* ARTICLE:
>> begin

Library SSProve.Crypt.examples.MACCCA
This formalises Claim 10.10 from "The Joy of Cryptography" (p. 194).
It is fairly straight forward, significantly more so than PRPCCA.v, but it
relies on two, somewhat high-level, cryptographic primitives.
It shows an alternate way to gain CCA security, by augmenting a CPA-secure
encryption scheme with a MAC.
The advantage is at most a sum of the MAC and CPA epsilons, which are
negligible by assumption, hence the scheme is secure.
From SSProve.Relational Require Import OrderEnrichedCategory GenericRulesSimple.
Set Warnings "-notation-overridden,-ambiguous-paths".
From mathcomp Require Import all_ssreflect all_algebra reals distr realsum
ssrnat ssreflect ssrfun ssrbool ssrnum eqtype choice seq.
Set Warnings "notation-overridden,ambiguous-paths".
From SSProve.Mon Require Import SPropBase.
From SSProve.Crypt Require Import Axioms ChoiceAsOrd SubDistr Couplings
UniformDistrLemmas FreeProbProg Theta_dens RulesStateProb
pkg_core_definition choice_type pkg_composition pkg_rhl Package Prelude.
From extructures Require Import ord fset fmap.
Import SPropNotations.
Import PackageNotation.
From Equations Require Import Equations.
Require Equations.Prop.DepElim.
Set Equations With UIP.
Set Bullet Behavior "Strict Subproofs".
Set Default Goal Selector "!".
Set Primitive Projections.
Import Num.Def.
Import Num.Theory.
Import Order.POrderTheory.
Section MACCCA_example.
We can't use sets directly in choice_type so instead we use a map to units.
We can then use domm to get the domain, which is a set.
Definition chSet t := chMap t 'unit.
Notation " 'set t " := (chSet t) (in custom pack_type at level 2).
Notation " 'set t " := (chSet t) (at level 2): package_scope.
Variable (n: nat).
Definition Word_N: nat := 2^n.
Definition Word: choice_type := chFin (mkpos Word_N).
Context (mac: Word → Word → Word).
Context (enc: Word → Word → Word).
Context (dec: Word → Word → Word).
Notation " 'word " := (Word) (in custom pack_type at level 2).
Notation " 'word " := (Word) (at level 2): package_scope.
Definition km_loc: Location := (0, 'option 'word).
Definition T_loc: Location := (1, 'set ('word × 'word)).
Definition ek_loc: Location := (2, 'option 'word).
Definition S_loc: Location := (3, 'set ('word × 'word)).
Definition gettag: nat := 4.
Definition checktag: nat := 5.

>> end

* DATASET RECORDS:
>> begin

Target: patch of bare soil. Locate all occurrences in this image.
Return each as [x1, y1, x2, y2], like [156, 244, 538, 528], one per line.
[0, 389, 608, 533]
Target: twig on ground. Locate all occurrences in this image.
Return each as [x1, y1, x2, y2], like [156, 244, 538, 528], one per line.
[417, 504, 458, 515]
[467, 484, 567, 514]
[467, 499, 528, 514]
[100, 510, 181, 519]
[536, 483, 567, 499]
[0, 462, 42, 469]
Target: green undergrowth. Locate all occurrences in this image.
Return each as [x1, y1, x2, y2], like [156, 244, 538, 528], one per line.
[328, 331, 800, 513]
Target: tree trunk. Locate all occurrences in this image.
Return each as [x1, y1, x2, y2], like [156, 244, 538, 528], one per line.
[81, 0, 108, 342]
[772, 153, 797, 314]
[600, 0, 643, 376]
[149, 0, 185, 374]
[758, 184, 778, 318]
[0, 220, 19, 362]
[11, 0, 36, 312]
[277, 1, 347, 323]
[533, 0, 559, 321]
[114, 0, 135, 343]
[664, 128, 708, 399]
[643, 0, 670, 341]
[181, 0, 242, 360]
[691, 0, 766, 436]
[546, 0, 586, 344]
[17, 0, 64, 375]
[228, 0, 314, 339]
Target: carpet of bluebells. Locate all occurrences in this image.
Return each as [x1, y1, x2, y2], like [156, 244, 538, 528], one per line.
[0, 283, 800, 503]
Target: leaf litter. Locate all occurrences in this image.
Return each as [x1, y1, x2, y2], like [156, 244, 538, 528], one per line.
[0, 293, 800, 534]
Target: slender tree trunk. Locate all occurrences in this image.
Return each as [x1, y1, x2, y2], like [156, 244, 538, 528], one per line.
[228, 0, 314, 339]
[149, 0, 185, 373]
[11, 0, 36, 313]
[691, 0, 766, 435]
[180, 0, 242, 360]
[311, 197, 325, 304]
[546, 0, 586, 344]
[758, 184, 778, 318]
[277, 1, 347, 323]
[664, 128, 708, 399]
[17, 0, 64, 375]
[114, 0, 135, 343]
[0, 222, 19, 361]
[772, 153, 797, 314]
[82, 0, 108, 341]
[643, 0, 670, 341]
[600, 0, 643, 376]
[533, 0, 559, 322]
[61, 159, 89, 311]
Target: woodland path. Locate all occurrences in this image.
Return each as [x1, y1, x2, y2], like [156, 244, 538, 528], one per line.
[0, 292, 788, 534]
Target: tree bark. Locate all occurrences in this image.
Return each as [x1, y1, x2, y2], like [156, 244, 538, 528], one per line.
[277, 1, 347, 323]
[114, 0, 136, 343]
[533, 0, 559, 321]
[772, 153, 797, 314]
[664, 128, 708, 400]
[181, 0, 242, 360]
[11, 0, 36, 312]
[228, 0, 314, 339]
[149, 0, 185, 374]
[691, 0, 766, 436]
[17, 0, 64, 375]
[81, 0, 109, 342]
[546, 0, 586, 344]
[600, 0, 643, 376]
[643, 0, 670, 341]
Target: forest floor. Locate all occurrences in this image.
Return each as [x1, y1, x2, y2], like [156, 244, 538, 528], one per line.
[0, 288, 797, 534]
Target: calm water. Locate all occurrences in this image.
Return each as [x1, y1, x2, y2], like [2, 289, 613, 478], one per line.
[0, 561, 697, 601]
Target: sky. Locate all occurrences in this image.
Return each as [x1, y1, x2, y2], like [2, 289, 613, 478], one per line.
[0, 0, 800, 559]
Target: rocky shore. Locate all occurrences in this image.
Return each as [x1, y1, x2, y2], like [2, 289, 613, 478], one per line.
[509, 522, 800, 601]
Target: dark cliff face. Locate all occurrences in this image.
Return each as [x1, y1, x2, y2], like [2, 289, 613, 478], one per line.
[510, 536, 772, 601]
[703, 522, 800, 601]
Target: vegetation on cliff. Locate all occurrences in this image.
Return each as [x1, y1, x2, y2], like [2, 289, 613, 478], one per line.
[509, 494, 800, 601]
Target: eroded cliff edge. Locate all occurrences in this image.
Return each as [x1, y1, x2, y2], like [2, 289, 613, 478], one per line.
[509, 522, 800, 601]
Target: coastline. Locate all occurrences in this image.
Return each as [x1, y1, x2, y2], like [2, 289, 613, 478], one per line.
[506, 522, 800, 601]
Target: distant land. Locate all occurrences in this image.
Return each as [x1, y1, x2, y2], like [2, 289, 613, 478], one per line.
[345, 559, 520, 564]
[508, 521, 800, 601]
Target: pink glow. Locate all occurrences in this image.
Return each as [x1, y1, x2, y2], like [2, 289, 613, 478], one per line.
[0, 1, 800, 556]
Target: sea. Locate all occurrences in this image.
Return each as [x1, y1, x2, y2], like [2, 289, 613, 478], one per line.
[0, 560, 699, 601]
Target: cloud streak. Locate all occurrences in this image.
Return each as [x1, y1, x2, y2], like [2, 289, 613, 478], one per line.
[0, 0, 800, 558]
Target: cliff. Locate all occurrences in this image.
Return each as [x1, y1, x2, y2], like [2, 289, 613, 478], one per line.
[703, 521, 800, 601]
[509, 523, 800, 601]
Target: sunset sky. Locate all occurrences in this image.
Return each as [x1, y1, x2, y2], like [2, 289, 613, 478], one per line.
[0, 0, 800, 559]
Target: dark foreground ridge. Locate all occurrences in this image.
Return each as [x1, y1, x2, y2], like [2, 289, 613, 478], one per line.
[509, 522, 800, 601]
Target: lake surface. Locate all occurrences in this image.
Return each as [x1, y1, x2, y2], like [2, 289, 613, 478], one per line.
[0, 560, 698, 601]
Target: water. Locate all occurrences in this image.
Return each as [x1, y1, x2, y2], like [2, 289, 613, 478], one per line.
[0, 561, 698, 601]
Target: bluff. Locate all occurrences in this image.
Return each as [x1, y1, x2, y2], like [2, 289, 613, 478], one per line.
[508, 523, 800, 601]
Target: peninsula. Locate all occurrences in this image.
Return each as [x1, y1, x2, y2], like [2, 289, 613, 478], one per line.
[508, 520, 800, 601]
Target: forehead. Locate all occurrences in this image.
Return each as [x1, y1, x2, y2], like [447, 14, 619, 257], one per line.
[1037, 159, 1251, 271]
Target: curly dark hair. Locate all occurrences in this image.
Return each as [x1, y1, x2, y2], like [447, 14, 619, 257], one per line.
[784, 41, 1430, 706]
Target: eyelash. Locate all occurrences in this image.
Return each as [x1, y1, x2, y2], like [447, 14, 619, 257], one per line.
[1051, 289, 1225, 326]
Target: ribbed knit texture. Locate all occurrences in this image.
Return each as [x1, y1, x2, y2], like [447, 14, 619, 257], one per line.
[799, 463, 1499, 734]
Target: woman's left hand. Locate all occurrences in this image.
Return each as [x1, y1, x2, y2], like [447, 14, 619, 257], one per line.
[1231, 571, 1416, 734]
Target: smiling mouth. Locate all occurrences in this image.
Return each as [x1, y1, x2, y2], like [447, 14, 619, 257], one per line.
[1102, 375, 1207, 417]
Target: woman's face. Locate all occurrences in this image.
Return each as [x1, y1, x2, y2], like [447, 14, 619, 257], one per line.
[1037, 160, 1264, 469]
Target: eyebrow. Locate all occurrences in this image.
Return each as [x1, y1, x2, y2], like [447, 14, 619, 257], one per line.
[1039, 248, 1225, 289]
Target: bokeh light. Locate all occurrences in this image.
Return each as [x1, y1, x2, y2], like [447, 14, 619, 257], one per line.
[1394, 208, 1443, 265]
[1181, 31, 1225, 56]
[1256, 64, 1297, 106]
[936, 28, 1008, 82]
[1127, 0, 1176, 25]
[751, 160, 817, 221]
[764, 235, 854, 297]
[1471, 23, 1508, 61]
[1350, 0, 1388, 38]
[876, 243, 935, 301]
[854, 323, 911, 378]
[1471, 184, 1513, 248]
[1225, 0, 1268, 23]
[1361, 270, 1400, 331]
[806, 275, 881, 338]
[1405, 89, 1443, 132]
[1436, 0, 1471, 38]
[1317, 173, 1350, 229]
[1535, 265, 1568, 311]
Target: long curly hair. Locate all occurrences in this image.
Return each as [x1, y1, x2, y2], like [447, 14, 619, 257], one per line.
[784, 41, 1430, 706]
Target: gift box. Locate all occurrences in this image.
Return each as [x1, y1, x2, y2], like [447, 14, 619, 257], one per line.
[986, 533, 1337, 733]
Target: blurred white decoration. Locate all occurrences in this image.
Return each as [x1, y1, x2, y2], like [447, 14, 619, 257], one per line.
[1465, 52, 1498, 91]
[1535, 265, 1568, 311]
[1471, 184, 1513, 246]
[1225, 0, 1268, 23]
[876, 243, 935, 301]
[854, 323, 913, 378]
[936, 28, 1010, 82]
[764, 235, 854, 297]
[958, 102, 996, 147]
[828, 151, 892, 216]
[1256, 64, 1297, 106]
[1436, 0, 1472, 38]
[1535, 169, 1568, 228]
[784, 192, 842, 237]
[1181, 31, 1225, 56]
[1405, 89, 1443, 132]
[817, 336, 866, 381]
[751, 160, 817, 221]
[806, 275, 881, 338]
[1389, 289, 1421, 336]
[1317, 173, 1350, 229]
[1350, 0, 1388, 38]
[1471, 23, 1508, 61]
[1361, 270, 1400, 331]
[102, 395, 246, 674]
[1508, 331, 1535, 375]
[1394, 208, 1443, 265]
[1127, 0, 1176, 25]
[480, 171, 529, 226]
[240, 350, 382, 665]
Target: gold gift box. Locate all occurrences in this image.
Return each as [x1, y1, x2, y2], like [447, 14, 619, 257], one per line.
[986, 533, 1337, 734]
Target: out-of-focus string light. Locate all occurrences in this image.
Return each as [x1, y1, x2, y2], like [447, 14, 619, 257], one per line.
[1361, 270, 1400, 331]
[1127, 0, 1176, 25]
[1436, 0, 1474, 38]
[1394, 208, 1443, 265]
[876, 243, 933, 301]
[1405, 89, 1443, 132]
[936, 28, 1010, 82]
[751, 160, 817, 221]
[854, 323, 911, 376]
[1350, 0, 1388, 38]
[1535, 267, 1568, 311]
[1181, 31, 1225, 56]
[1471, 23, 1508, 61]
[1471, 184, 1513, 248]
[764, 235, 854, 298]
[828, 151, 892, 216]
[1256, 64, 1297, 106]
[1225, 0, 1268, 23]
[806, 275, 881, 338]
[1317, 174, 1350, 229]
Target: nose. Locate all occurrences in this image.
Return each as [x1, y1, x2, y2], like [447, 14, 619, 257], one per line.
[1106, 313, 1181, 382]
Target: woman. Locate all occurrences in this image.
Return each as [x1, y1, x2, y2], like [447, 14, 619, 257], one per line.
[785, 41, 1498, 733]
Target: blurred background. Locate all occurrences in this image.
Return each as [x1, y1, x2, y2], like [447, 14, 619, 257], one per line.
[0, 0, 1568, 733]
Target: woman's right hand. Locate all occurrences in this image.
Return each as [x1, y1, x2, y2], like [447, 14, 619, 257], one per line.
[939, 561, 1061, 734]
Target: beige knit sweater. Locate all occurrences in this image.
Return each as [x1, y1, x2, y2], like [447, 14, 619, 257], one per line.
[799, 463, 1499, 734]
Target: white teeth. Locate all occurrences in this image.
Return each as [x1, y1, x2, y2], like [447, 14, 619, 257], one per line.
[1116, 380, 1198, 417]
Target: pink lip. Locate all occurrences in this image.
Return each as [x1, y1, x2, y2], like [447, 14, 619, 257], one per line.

>> end

* EXERCISE INSTRUCTIONS:
**a)** In the MACCCA library, rewrite the paragraph beginning "This formalises Claim 10.10" as a bulleted list that keeps its main facts.
**b)** List every name the MACCCA library defines as a Location, giving the number and type paired with each.

* PER-TASK OUTPUTS:
**a)**
- Formalizes Claim 10.10 from "The Joy of Cryptography" (p. 194).
- Fairly straightforward, much more so than PRPCCA.v, but depends on two somewhat high-level cryptographic primitives.
- Shows an alternate route to CCA security: adding a MAC to a CPA-secure encryption scheme.
- The advantage is at most the sum of the MAC and CPA epsilons. These are negligible by assumption, so the scheme is secure.

**b)**
- km_loc: 0, 'option 'word
- T_loc: 1, 'set ('word × 'word)
- ek_loc: 2, 'option 'word
- S_loc: 3, 'set ('word × 'word)